• **Page text**
□ □ □ □
Dear Jess,
Do you love me?
Do you want to see me sometime soon?
Do you still consider me your girlfriend?
To you they were my issues and my neediness, what you never had time for and as you say, always pissed you off. To me they were questions you didn't have the balls to answer. I could feel you slipping away a long time ago, and I even knew there was someone else. I'm not an idiot.
My friends have been listening to my trauma since "the beginning of the end", and I finally know what they meant in telling me over and over that when the time came, I would know what to do. So when I sarcastically asked you if you'd gotten me anything for Valentine's day and your answer was, in all seriousness, "What the hell for?", I knew I'd had enough.
I suggested we be friends.You said we might as well be penpals now since WE have been drifting apart for a long time. Don't you dare pin that on me. I was always willing to try, and should never have to convince someone they love me. I'm better than that.
And then the insults began. You never needed me. You put up with so much of my shit. I was lousy in bed. I was so unattractive that jerking off gave you more pleasure. I'm so fat I cut off the blood circulation in your legs while you slept. I'll lose weight and then blow up again when I get a new boyfriend. After all, that's my "way."
□ □ □ □
• **Requirements**
Carry on the letter to Jess, picking up right after its final sentence. The items that follow the letter were taken from a separate source.

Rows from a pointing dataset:
□ □ □ □
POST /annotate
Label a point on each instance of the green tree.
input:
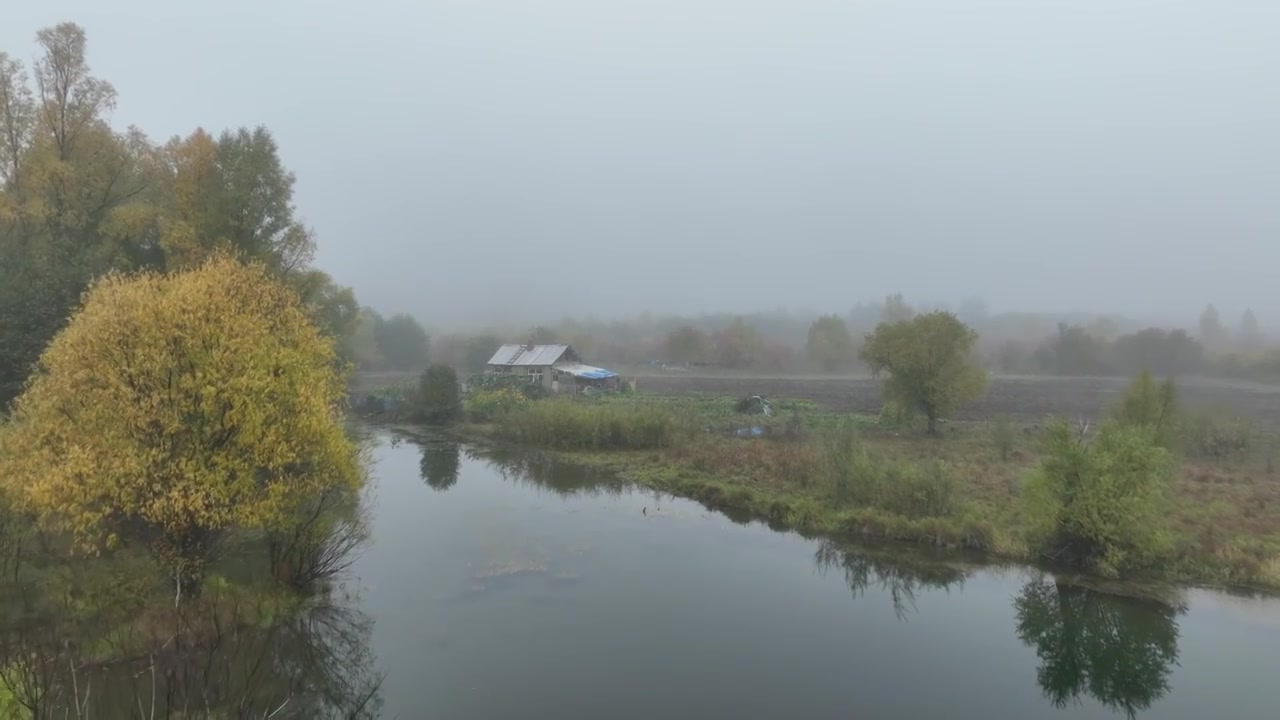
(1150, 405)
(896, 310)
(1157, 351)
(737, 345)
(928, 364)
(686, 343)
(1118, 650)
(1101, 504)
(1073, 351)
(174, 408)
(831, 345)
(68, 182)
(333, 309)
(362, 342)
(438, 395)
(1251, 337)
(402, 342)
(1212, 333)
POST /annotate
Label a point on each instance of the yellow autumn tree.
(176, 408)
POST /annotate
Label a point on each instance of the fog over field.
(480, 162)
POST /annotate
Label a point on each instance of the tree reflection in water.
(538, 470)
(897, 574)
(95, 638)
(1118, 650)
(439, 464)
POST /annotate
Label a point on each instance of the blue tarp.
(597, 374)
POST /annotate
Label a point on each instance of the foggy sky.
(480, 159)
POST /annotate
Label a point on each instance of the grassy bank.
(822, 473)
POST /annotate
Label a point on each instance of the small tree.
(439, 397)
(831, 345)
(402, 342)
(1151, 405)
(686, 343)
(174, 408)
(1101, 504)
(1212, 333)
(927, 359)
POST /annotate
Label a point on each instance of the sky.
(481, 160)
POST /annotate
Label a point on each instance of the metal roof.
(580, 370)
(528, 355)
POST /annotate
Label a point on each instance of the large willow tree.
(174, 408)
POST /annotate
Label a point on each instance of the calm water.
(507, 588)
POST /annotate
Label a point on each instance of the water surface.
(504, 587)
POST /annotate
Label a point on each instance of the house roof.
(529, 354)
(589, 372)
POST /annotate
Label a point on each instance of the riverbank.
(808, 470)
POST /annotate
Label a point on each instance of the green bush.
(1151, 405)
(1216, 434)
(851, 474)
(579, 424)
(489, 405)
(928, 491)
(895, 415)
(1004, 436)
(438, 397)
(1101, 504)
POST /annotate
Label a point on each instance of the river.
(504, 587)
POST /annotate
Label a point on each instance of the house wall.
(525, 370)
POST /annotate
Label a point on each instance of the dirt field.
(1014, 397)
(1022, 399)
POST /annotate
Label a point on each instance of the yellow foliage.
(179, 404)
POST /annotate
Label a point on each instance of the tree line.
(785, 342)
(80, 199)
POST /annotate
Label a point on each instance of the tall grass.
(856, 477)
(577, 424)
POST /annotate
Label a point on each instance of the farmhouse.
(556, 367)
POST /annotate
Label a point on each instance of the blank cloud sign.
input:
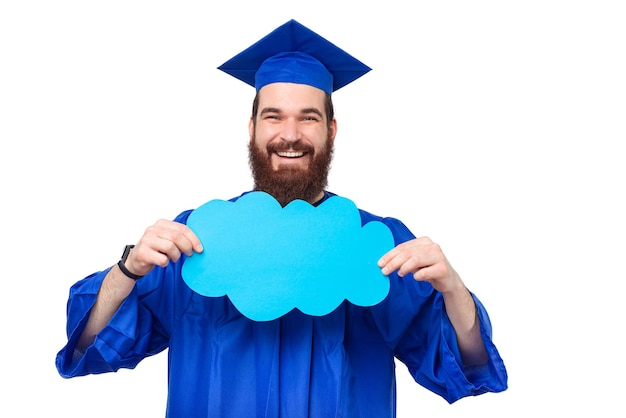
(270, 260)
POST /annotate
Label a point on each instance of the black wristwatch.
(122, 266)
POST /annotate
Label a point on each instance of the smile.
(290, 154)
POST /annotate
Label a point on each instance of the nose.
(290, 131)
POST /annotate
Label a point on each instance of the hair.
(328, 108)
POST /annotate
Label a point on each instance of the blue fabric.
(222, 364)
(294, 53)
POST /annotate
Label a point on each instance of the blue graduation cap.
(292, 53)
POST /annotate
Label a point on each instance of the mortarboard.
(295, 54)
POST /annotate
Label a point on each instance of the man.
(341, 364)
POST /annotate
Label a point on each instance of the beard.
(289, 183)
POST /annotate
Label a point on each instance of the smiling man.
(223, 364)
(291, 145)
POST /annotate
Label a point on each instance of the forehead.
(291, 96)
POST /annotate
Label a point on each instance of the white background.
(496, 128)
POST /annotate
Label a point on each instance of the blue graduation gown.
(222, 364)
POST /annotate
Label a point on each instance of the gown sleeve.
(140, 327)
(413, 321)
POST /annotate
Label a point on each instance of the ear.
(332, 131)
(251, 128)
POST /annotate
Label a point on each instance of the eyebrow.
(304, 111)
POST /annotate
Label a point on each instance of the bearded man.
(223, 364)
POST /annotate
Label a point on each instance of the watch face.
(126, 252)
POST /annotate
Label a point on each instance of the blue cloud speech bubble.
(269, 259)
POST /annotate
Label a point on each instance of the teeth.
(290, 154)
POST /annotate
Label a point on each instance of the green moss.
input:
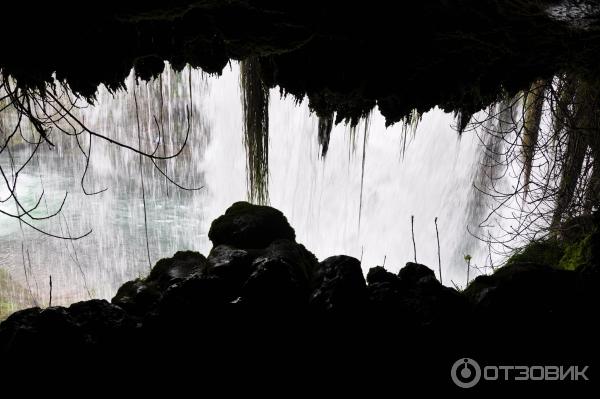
□ □ □ □
• **Response**
I'm really sure you never needed me, especially when I was paying the rent. Funny, I never saw you over exert yourself to get a job. Yeah I fell apart and cried a lot, I'll admit that. Mostly after you started yelling your head off for no good reason.
Lousy in bed, tsk tsk. Not once did you lack for climax, while I cap off my orgasms, after five years of sleeping with you, at a baker's dozen. And that's being generous. I always found you sexy, especially those many times you were sitting at your computer, shirt off, plumber's butt, knotty hair greasy and stinking from not showering in three days, all four spare tires spilling out over your waistline while you sucked on your bong.
What a turn on.
I'm so fat I cut off the circulation in your legs? News flash bastard, a slice of bread resting on your shin could cut off circulation. That's what you get for having calves thinner than my wrists. I'd look into implants.
As for blowing up again when I get a new man, I don't think so, darling. See, he won't be you.
The prize of it all though, the crowning glory and icing on the cake was when you hinted you'd be "willing" to fuck me when I lost weight. Here's a movie quote pretty much summarizing my feelings on that: I don't fuck losers.
If I was younger, if this had happened at any other time, what you said would have just about killed me. But the more crap that came out of your mouth, the better I felt. Over and over in my head I kept hearing, this is why you're breaking up with him, this is why you don't need him, this is why you're better off.
I will miss some things, I won't lie. When you weren't being a dick you were great to pal around with. And I'll really miss your family. It was wonderful to have grandparents again, and teenage girl cousins to talk clothes and nailpolish.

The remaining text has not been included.